++++ Source information ++++
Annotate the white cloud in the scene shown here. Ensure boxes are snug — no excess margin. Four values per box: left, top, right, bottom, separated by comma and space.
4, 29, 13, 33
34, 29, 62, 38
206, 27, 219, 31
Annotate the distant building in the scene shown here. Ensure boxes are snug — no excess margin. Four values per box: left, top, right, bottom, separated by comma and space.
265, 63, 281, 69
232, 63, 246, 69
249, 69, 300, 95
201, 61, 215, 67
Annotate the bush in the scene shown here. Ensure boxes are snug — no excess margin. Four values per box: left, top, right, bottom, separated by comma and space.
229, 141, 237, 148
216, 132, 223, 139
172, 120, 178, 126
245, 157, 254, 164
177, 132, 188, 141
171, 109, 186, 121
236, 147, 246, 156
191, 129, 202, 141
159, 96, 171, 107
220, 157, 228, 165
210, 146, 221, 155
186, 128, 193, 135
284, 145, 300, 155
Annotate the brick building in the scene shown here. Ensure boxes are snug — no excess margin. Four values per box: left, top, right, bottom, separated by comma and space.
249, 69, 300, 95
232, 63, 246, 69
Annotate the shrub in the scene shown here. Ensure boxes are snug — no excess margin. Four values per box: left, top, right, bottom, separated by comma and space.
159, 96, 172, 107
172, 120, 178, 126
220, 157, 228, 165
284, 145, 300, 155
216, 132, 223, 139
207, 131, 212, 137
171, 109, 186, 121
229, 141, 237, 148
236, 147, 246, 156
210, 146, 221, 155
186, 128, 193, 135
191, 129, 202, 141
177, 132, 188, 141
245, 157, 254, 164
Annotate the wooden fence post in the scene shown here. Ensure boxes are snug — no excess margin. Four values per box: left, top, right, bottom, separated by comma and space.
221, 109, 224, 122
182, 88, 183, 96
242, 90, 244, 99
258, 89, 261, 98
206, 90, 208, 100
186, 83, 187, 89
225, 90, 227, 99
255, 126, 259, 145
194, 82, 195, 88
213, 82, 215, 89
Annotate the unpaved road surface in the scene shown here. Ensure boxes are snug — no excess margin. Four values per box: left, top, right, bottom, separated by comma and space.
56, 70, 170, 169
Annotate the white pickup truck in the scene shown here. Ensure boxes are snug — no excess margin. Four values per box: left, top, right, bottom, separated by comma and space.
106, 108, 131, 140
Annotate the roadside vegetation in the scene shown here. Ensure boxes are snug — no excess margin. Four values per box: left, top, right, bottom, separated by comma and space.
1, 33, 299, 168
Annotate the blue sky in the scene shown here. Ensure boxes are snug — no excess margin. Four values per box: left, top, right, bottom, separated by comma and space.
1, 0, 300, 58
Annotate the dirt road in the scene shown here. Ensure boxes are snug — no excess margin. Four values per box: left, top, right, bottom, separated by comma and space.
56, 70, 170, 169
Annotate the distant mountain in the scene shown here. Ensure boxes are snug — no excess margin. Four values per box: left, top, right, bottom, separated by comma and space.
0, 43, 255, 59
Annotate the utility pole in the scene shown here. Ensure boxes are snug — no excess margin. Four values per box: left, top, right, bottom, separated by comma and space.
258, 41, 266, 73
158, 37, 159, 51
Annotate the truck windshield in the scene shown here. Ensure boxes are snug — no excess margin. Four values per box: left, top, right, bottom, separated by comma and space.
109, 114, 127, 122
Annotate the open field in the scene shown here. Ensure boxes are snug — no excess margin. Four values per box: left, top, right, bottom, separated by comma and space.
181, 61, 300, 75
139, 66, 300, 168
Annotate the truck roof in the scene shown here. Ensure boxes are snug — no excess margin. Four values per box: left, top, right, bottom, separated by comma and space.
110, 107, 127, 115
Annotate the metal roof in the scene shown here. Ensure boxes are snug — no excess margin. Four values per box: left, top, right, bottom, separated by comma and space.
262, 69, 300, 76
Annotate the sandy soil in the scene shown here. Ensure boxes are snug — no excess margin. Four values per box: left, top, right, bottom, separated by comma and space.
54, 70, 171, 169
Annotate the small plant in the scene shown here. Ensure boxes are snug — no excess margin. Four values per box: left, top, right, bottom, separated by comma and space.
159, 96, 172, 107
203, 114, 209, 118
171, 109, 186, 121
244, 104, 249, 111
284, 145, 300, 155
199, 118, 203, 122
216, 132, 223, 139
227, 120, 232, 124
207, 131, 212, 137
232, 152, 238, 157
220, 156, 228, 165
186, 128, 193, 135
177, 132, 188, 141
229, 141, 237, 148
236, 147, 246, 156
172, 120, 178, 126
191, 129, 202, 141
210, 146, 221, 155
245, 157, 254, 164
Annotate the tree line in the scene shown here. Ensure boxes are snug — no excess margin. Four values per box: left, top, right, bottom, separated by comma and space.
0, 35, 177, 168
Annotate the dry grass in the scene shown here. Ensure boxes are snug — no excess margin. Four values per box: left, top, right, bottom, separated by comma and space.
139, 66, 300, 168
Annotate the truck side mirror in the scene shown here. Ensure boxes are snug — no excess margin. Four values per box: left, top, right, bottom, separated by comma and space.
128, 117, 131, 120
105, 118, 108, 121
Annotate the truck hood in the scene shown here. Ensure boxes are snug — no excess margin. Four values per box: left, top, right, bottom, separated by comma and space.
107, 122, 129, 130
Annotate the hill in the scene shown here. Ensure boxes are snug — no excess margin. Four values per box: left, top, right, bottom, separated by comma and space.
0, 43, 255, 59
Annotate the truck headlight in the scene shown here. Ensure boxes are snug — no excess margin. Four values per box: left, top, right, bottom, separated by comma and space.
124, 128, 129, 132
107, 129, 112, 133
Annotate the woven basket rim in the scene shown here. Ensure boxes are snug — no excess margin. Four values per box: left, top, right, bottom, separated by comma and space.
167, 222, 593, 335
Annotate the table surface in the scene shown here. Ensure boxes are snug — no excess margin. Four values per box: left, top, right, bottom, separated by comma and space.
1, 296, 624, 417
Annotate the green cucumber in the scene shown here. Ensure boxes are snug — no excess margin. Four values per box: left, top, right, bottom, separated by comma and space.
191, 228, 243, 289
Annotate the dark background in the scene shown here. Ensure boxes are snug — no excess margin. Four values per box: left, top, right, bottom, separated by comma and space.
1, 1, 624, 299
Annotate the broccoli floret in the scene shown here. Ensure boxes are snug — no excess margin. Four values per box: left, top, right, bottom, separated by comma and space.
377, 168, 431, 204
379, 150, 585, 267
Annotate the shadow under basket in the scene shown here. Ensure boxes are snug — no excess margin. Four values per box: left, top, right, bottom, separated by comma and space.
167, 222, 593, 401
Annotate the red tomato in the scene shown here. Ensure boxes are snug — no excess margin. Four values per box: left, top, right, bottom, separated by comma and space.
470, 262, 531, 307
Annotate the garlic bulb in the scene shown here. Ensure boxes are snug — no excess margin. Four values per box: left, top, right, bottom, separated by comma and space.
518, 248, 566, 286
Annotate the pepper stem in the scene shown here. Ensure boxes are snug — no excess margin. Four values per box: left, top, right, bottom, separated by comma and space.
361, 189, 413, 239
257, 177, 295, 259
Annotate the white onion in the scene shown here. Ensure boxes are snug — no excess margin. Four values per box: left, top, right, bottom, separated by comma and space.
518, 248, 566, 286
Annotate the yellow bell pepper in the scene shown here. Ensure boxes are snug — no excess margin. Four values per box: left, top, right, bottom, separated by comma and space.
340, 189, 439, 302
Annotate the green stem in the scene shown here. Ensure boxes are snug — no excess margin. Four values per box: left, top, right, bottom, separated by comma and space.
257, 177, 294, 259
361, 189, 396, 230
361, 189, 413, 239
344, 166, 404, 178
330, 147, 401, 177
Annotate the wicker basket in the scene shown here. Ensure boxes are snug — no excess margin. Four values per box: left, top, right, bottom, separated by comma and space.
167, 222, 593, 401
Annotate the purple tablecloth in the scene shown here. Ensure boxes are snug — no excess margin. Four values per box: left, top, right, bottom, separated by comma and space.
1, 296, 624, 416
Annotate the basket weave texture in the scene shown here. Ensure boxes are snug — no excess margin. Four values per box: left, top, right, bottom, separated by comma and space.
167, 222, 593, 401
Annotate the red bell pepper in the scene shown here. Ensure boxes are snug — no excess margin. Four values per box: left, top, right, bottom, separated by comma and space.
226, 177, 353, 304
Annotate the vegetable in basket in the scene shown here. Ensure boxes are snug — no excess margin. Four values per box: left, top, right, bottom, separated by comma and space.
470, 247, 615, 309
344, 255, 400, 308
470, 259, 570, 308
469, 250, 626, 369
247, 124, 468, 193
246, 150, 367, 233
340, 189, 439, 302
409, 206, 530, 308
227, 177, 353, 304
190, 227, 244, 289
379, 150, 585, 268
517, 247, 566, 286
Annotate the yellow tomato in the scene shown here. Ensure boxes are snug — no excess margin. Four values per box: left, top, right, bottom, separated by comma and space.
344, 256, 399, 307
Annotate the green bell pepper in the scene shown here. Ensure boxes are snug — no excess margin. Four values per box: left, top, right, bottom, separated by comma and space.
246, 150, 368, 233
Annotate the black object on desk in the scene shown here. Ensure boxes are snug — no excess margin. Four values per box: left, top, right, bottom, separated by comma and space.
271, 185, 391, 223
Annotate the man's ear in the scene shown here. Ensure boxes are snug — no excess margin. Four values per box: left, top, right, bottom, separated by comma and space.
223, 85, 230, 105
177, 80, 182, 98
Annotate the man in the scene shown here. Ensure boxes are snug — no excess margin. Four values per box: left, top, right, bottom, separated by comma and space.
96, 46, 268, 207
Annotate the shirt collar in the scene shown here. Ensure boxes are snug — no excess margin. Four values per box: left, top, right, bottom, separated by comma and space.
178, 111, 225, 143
++++
= Requirement =
Using the records above, please retype only the run of lines from the line holding "Annotate the yellow tomato" through the last line, both ends included.

= Exercise solution =
Annotate the yellow tomato in the scene shown here. Ensure boxes are snug — no excess margin. Four values per box: left, top, right, bottom, separated by comma and space.
344, 256, 399, 307
Annotate the green bell pepper in the scene shown here. Ensure boxes are snug — no excess margin. Four values per box: left, top, right, bottom, separated by comma and space.
246, 150, 368, 233
Annotate the black object on desk in the scene shown here. Ensure boxes are snug — no excess margin. Four values per box: left, top, right, bottom, separated by comma and space.
271, 185, 391, 223
Annotate the man's ear in the scene shown here. Ensure boxes are snug — no excess margin. Four values per box: left, top, right, bottom, separated by comma and space.
223, 85, 230, 105
177, 80, 182, 98
Annotate the man in the scene shown here. Ensure boxes are snug — no excess margin. Four values per box: left, top, right, bottom, separated by comma and space.
96, 46, 268, 207
Annotate the shirt collar in the scene shown here. Ensure boxes are snug — no excess margin. Four values per box: left, top, right, bottom, separated by comma and space.
178, 111, 225, 143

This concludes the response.